Description of the task → Working from the line that contains "--target small pine tree by road" down to the last line below, repeat each line exactly.

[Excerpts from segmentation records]
>>>

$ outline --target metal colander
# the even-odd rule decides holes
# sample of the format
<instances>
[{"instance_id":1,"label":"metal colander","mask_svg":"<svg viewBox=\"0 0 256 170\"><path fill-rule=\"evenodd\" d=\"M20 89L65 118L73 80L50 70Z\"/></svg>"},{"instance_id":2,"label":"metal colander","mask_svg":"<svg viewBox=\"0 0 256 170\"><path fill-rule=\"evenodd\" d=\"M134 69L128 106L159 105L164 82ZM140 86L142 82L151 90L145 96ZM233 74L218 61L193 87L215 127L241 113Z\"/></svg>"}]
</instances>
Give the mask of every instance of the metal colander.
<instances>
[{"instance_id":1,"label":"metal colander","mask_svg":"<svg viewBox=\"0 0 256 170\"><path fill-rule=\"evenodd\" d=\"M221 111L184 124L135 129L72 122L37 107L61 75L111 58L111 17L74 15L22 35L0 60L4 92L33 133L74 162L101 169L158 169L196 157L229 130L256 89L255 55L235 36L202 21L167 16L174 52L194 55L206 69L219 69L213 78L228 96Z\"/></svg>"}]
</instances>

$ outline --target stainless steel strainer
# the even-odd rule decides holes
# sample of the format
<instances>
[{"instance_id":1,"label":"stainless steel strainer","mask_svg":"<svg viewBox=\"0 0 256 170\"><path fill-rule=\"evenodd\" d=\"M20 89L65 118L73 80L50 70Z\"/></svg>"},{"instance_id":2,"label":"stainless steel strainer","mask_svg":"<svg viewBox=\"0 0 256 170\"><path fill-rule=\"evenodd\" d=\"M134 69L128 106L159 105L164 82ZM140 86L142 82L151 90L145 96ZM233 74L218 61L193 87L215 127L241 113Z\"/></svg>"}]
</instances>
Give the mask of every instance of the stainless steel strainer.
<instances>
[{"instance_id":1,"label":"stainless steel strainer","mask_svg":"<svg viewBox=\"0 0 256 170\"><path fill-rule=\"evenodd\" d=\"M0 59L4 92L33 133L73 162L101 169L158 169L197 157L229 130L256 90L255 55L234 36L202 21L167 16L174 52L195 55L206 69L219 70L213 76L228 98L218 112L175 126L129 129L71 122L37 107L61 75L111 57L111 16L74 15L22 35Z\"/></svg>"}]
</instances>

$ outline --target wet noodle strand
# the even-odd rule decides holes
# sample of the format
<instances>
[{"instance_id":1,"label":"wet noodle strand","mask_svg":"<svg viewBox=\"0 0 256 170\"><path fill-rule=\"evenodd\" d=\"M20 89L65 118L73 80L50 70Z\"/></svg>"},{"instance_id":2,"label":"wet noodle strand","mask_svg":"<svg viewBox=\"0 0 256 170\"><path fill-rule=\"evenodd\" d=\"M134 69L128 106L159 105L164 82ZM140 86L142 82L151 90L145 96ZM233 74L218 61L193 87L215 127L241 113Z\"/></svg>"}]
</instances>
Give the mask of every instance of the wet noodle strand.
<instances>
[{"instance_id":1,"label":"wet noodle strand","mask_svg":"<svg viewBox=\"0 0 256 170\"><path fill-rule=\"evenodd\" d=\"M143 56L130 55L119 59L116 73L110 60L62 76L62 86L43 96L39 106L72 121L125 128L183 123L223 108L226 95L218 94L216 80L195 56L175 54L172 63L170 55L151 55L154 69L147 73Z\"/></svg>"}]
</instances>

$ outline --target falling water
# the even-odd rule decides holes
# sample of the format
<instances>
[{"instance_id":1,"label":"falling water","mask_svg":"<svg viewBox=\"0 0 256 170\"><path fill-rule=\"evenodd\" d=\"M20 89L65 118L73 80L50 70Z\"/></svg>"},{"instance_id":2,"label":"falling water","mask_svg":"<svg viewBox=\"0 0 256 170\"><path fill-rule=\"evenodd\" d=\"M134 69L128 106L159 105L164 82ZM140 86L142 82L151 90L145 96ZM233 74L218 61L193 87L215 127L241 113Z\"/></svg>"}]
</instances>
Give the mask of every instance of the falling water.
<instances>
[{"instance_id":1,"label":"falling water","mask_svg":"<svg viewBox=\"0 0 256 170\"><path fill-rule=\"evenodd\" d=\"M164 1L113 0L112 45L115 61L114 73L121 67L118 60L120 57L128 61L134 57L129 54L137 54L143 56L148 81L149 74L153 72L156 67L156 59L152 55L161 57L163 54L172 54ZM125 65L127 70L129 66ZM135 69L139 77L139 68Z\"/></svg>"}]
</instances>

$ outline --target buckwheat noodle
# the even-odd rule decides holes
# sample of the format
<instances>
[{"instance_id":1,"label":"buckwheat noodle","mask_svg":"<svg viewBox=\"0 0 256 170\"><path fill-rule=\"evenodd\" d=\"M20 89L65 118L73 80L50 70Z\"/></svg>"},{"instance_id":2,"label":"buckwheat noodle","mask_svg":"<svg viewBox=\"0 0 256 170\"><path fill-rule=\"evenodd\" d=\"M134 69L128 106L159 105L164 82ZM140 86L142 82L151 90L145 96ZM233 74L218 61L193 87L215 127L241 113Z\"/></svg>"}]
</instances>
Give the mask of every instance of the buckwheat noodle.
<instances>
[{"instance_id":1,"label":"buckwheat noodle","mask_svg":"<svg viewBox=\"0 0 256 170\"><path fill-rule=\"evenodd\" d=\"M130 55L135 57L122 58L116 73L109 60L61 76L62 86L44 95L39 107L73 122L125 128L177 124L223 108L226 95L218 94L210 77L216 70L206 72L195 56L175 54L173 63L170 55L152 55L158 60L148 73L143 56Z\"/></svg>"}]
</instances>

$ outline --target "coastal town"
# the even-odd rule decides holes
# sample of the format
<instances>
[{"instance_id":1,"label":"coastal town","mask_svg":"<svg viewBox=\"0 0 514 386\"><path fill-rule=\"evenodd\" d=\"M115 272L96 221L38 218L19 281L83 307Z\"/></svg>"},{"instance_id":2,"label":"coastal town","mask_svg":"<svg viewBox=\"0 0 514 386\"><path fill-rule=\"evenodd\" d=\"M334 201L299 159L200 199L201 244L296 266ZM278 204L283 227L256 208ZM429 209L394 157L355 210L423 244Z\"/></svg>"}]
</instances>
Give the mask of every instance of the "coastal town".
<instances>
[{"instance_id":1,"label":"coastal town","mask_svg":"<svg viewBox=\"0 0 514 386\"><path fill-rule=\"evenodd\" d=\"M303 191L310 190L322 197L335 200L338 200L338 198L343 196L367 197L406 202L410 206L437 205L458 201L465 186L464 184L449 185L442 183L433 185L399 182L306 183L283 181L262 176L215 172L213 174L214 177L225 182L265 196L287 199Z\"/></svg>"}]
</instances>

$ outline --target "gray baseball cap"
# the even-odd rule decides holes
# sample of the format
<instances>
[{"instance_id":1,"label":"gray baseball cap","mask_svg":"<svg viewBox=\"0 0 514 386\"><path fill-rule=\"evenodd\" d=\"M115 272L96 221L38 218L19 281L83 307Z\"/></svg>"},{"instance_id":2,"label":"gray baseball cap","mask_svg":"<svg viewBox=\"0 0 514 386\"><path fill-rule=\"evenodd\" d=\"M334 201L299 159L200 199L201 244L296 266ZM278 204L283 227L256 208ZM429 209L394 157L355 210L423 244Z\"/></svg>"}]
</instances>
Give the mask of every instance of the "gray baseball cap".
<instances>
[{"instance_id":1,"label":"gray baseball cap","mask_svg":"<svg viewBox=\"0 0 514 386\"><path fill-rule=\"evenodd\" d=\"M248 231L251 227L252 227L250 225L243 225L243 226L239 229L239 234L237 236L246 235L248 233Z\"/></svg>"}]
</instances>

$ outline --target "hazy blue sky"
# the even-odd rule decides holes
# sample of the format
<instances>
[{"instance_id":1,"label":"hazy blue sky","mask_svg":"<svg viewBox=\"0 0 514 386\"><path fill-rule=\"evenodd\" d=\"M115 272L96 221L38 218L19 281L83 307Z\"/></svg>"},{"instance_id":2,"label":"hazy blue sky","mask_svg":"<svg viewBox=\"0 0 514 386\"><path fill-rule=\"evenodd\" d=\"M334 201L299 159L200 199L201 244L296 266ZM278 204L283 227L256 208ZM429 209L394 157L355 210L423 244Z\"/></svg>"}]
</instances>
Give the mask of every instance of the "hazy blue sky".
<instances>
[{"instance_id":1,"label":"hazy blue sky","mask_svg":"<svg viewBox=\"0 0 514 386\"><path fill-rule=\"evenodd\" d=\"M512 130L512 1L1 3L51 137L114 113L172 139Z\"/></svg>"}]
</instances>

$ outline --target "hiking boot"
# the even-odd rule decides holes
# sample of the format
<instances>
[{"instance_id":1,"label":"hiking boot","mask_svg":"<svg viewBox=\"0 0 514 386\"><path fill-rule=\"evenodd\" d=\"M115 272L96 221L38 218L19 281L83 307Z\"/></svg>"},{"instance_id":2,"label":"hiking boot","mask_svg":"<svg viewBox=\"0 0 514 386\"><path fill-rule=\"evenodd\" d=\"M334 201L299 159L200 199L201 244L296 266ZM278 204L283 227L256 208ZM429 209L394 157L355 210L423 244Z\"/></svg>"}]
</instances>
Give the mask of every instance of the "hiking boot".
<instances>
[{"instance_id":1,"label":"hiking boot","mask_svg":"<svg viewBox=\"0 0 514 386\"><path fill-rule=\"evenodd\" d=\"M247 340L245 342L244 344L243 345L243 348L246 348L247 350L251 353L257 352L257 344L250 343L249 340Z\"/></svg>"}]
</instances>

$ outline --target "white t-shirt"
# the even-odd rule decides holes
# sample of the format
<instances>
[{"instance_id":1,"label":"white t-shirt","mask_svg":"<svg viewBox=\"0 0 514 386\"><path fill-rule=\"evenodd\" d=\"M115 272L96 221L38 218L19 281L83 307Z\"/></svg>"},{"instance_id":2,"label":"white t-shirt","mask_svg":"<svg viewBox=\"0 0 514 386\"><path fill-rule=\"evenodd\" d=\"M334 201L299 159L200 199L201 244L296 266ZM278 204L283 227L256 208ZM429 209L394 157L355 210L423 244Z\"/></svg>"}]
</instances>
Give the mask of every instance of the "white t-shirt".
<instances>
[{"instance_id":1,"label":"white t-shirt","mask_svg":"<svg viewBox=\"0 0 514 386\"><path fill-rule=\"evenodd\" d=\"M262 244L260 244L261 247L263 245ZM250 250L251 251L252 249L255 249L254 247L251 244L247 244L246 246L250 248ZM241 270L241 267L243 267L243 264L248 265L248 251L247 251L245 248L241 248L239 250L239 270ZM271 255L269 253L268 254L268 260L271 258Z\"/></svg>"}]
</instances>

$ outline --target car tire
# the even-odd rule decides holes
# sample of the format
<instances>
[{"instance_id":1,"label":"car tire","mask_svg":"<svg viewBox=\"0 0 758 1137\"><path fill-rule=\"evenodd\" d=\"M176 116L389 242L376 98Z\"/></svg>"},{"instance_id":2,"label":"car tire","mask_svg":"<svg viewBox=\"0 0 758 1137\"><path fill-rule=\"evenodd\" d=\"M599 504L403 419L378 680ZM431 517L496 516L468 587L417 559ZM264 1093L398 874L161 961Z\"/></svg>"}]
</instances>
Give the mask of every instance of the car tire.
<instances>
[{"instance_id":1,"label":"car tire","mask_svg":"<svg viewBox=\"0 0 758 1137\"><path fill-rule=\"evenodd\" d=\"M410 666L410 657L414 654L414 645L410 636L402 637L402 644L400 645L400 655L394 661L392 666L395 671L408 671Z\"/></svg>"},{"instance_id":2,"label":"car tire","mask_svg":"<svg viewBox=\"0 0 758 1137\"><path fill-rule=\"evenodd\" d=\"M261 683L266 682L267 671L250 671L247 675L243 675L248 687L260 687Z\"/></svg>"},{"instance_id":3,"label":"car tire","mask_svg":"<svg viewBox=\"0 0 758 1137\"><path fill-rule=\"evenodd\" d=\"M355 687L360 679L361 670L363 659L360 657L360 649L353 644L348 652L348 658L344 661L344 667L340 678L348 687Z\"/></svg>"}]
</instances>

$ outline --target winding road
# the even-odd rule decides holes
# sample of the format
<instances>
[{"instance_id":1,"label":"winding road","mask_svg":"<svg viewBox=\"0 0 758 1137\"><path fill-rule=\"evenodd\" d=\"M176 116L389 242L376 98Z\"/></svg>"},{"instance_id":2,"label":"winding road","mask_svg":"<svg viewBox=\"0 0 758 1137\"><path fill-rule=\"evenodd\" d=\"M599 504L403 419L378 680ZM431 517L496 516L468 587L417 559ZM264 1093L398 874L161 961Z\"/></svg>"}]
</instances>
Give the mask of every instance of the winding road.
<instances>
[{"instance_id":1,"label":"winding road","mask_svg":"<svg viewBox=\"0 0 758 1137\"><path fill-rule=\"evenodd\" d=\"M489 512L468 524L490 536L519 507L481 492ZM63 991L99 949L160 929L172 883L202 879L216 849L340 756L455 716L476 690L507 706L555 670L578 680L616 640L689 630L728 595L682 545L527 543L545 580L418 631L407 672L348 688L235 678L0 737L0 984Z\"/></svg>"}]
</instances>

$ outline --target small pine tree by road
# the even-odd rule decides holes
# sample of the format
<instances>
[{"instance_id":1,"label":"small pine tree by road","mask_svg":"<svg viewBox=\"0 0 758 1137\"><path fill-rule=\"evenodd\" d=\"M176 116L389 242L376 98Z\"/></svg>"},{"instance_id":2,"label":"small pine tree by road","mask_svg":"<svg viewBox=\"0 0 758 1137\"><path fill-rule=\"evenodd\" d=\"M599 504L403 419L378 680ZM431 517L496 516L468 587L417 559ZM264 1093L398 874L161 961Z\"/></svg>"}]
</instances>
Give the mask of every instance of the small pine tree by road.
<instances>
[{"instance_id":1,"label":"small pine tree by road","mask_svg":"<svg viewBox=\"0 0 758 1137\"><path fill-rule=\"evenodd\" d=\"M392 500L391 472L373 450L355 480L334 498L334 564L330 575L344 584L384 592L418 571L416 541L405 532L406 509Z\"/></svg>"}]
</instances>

<<<

Result for this task →
$ outline --target small pine tree by road
# the even-odd rule decides holes
# sample of the format
<instances>
[{"instance_id":1,"label":"small pine tree by road","mask_svg":"<svg viewBox=\"0 0 758 1137\"><path fill-rule=\"evenodd\" d=\"M176 116L389 242L376 98Z\"/></svg>"},{"instance_id":2,"label":"small pine tree by road","mask_svg":"<svg viewBox=\"0 0 758 1137\"><path fill-rule=\"evenodd\" d=\"M599 504L403 419L378 680ZM431 517L496 516L468 587L417 559ZM264 1093L398 874L161 961Z\"/></svg>"}]
</instances>
Give the mask of every instance of the small pine tree by road.
<instances>
[{"instance_id":1,"label":"small pine tree by road","mask_svg":"<svg viewBox=\"0 0 758 1137\"><path fill-rule=\"evenodd\" d=\"M392 500L391 472L373 450L355 480L334 498L334 564L330 575L344 584L384 592L418 571L416 541L405 532L406 509Z\"/></svg>"}]
</instances>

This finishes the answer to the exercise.